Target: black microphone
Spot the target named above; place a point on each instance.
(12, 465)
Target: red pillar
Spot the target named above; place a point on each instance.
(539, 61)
____
== WHAT THE TASK REQUIRES ==
Copy the records above again, swapping "instance" for "object" everywhere it appears and keeping everything else the same.

== SOLUTION FOR THIS EXERCISE ==
Target: black microphone
Spot the target named above; place a point on each object.
(12, 465)
Target: red pillar
Spot the target named above; place a point on each object.
(539, 61)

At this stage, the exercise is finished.